- July 25, 1925 – George Foster Peabody to Editor, the Lake George Mirror –
I have to confess great astonishment and even more to being shocked at the language used and the temper of your editorial reply to Miss Loines. I have to admit that as a former stockholder of the Mirror, who surrendered his stock for the benefit of the community, I feel personally grieved that such language should appear in the editorial with reference to anyone. It seems to me to indicate a very different quality from the general temper of the constituency which formerly supported your Paper.
It so chances, however, that Miss Loines is one of our most public-spirited citizens and without any selfish instincts at all so far as those who have known her much of her life are able to judge. I, therefore, wish to protest and most vigorously against the treatment of any correspondent, but particularly against such, to my mind, an outrageous attack upon one of the finest of our citizens.
I think it should be said that the people who got together to assure the publication of the Mirror in early days were very strongly in favor of having Lake George and its surroundings continue as a beautiful bit of nature. I believe that still the most of them are not desirous of having land speculation dominate the situation and that is what seems to me your desire for a “prosperous” Lake George means. It is bad enough to have our cities run away with by modern rush and drive but certainly the advantages which nature has for relief of this rush and drive should ne maintained in the most beautiful spot in all the world in the judgment of many tourists.

Problems and tasks
**1)** List the feelings the writer of the letter says the editorial reply to Miss Loines caused him.
**2)** Retype the stretch of the letter from "It so chances, however, that" through "of our citizens.".
**3)** Answer these questions from the letter:
(a) On what date was the letter written?
(b) What did the writer do with his stock in the Mirror?
(c) What does the writer believe most of the people who ensured the Mirror's early publication do not want to dominate the situation?

[Collected data]
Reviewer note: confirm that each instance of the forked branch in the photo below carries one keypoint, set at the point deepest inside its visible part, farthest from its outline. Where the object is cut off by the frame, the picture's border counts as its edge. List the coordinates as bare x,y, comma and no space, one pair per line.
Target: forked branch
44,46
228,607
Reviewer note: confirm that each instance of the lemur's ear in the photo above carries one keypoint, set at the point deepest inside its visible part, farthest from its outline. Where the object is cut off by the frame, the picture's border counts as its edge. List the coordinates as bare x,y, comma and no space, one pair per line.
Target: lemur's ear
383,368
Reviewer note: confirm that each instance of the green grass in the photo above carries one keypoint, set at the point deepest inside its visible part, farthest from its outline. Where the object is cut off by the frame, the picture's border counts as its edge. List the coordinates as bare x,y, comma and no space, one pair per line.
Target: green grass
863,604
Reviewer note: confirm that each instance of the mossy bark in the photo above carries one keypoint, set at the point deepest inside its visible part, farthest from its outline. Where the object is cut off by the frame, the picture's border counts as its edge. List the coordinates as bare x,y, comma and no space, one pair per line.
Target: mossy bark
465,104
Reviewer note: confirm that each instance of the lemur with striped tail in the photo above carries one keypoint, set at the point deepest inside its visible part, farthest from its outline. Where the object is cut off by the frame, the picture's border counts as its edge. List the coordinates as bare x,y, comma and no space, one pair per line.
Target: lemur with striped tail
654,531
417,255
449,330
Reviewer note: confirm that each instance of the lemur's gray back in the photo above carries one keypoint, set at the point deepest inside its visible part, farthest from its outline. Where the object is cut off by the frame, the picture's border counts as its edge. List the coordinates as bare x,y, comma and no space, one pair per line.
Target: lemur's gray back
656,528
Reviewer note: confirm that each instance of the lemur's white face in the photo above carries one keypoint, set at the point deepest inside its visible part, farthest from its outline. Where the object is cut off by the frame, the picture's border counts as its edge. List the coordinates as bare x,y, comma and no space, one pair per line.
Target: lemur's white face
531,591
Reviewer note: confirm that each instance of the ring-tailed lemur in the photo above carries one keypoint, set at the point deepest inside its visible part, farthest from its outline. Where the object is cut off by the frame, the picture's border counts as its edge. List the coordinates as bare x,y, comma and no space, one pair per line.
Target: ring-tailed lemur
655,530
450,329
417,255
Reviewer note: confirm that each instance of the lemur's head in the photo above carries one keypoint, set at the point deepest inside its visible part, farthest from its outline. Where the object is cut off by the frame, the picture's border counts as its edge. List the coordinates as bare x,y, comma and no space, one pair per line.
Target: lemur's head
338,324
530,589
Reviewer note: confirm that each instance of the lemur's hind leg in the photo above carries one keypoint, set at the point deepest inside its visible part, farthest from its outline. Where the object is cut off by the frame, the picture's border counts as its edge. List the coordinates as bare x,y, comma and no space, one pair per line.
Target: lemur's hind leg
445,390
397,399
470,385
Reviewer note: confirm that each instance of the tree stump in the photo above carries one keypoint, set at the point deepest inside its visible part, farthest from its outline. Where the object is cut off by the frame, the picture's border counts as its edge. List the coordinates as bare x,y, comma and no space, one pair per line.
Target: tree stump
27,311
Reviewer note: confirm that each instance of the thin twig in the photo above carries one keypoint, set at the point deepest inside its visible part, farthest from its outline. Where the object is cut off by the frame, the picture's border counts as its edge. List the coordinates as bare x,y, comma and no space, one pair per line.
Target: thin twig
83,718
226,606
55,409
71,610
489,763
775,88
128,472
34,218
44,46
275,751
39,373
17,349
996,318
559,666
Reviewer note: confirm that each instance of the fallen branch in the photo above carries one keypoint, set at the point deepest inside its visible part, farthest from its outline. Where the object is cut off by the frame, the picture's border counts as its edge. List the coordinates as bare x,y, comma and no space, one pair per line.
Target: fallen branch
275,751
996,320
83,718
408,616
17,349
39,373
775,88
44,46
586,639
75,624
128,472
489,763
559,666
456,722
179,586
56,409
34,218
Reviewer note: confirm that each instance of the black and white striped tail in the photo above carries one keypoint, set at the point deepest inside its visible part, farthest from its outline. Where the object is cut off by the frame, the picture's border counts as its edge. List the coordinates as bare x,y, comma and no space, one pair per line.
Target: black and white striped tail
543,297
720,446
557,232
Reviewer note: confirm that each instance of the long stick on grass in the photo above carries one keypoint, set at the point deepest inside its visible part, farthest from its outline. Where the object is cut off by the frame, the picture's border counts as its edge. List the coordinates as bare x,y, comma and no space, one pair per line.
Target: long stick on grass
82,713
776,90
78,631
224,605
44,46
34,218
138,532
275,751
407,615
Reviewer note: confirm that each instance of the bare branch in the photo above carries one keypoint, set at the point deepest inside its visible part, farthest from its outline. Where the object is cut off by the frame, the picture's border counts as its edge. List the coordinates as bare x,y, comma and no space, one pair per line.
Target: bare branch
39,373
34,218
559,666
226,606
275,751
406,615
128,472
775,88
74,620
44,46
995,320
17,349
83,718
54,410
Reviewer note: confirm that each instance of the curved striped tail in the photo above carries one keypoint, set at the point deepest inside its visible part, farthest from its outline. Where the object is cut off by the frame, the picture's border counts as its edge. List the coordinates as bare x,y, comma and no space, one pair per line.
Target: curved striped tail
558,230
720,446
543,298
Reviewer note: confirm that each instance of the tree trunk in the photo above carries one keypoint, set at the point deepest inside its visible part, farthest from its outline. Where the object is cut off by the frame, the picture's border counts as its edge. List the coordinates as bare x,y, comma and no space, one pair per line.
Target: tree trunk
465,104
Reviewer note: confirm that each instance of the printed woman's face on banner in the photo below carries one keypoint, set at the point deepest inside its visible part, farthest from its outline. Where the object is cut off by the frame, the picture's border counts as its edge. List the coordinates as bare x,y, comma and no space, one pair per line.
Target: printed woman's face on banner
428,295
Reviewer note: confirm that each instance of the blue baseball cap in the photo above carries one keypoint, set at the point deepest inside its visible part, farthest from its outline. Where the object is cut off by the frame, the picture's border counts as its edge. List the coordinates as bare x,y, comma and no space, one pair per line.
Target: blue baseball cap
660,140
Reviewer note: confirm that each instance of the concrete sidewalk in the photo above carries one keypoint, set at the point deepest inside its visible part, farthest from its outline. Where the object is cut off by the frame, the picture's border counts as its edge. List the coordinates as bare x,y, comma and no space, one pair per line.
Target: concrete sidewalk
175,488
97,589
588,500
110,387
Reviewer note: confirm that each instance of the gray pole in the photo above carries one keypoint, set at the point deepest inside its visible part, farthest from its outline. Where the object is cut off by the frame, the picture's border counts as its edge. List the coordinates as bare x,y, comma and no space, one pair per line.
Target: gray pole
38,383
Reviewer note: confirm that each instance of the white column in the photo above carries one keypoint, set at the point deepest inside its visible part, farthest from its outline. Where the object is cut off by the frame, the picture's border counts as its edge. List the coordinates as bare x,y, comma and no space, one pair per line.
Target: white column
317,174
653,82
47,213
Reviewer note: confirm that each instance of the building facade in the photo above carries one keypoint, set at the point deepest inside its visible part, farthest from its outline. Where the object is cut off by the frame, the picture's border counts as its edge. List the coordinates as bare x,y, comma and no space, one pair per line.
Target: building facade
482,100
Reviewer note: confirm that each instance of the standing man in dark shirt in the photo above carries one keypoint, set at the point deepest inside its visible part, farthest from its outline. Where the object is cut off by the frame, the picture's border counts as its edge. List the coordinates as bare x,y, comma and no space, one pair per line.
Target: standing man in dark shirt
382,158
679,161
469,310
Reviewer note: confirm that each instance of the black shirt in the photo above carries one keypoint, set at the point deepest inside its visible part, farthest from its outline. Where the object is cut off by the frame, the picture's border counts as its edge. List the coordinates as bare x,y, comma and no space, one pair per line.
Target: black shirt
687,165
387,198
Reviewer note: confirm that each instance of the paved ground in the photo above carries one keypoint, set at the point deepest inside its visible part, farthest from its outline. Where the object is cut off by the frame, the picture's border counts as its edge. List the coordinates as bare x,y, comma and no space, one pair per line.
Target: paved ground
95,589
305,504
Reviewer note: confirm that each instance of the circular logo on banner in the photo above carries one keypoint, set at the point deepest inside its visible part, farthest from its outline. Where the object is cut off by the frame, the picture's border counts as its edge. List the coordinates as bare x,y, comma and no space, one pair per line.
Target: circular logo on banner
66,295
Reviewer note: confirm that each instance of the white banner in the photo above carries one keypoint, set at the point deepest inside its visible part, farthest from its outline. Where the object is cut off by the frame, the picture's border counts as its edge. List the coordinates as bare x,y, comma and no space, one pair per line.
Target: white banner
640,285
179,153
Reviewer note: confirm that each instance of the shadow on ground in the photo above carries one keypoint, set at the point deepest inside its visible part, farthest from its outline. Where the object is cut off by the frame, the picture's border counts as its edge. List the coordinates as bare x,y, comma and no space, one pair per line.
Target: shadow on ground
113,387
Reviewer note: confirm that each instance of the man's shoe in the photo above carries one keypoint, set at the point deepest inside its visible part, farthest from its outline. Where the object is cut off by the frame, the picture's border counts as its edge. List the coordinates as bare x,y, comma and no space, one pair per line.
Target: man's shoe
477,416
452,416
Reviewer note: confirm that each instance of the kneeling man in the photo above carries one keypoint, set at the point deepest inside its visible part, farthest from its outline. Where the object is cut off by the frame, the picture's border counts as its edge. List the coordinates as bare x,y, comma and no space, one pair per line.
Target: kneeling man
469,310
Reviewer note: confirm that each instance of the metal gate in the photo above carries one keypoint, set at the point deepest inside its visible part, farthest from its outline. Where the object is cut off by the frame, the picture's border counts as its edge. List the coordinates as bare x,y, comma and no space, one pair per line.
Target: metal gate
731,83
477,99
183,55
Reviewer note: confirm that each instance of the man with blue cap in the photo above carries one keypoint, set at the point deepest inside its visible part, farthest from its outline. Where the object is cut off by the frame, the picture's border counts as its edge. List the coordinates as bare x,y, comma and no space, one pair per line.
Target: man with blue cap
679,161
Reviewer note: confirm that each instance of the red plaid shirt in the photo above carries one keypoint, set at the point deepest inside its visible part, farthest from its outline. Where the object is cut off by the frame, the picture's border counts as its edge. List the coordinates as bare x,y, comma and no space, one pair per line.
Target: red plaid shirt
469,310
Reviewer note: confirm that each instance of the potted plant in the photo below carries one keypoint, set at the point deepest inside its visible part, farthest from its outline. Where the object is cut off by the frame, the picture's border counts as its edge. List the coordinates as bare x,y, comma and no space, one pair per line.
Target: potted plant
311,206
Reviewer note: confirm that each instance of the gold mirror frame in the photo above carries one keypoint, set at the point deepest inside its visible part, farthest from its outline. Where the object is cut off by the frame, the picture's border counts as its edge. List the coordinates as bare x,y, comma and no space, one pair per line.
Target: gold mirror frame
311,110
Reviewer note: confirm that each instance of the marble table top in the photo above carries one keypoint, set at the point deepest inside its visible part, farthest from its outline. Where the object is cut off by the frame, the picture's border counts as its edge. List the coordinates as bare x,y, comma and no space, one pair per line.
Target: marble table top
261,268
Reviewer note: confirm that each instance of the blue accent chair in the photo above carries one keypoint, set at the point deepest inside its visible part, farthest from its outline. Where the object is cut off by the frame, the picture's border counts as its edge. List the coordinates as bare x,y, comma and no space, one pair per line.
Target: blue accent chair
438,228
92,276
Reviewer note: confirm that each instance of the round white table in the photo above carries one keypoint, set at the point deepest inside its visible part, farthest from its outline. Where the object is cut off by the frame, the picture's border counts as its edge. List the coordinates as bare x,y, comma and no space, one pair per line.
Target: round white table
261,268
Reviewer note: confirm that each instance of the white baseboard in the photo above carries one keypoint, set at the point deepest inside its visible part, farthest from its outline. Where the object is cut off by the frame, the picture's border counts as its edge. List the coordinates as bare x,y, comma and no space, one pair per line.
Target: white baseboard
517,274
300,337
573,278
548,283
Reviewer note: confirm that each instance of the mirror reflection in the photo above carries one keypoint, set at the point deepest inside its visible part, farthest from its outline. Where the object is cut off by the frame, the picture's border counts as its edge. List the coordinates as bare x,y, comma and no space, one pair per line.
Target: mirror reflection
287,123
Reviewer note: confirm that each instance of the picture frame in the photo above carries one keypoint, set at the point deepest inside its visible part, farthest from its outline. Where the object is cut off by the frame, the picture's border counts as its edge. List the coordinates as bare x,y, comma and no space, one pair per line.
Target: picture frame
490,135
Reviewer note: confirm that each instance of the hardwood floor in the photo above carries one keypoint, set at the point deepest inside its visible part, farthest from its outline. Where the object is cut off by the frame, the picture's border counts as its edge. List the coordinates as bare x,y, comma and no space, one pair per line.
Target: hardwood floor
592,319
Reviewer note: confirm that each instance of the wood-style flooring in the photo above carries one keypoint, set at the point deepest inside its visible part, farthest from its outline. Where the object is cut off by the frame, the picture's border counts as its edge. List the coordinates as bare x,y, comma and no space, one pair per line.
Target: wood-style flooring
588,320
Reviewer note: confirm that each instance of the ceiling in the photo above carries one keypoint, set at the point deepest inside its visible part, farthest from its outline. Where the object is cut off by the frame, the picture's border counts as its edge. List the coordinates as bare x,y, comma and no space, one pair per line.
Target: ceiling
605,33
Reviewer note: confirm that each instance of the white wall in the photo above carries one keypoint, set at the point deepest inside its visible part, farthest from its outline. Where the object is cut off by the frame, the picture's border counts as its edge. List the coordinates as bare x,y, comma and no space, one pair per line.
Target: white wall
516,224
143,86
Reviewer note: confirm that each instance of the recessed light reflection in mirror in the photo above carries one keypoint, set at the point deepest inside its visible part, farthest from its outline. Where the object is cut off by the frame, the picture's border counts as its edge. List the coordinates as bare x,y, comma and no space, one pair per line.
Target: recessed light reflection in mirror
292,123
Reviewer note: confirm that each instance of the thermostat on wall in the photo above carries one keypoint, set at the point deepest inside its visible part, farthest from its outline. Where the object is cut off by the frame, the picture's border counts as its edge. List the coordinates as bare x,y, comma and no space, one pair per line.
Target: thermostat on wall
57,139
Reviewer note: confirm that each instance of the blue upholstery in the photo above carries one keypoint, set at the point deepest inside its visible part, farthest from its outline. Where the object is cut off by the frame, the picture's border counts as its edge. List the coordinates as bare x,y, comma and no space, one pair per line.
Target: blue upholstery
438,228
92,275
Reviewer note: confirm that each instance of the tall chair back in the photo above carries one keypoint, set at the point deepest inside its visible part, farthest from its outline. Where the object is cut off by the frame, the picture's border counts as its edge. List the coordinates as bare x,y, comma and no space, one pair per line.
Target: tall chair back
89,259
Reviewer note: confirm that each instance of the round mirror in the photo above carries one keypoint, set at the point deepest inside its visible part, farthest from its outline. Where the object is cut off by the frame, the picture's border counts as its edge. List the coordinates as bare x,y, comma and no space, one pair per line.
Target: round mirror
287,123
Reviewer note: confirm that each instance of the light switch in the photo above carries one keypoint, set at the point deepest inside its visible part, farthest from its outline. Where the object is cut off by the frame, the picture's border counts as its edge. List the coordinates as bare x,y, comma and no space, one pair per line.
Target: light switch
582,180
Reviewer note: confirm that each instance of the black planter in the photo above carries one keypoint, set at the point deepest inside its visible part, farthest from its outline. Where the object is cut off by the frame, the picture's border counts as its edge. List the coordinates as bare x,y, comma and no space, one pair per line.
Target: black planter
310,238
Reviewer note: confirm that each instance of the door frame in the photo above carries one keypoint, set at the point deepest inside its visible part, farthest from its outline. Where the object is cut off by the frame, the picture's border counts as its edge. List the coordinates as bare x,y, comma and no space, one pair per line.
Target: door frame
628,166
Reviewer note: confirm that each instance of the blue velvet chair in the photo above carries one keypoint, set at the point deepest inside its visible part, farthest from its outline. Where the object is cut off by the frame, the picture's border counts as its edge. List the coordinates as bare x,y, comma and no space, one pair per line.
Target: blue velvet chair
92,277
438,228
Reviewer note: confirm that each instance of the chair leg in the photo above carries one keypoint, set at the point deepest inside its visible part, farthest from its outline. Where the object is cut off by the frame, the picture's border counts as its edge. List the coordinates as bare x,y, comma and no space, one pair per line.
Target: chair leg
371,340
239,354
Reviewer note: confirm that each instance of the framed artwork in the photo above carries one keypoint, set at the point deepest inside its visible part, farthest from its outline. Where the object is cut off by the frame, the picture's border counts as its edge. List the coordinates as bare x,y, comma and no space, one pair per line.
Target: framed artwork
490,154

Complete answers
**1)**
Great astonishment
Being shocked
Feeling personally grieved

**2)**
It so chances, however, that Miss Loines is one of our most public-spirited citizens and without any selfish instincts at all so far as those who have known her much of her life are able to judge. I, therefore, wish to protest and most vigorously against the treatment of any correspondent, but particularly against such, to my mind, an outrageous attack upon one of the finest of our citizens.

**3)**
(a) July 25, 1925
(b) He surrendered it for the benefit of the community.
(c) Land speculation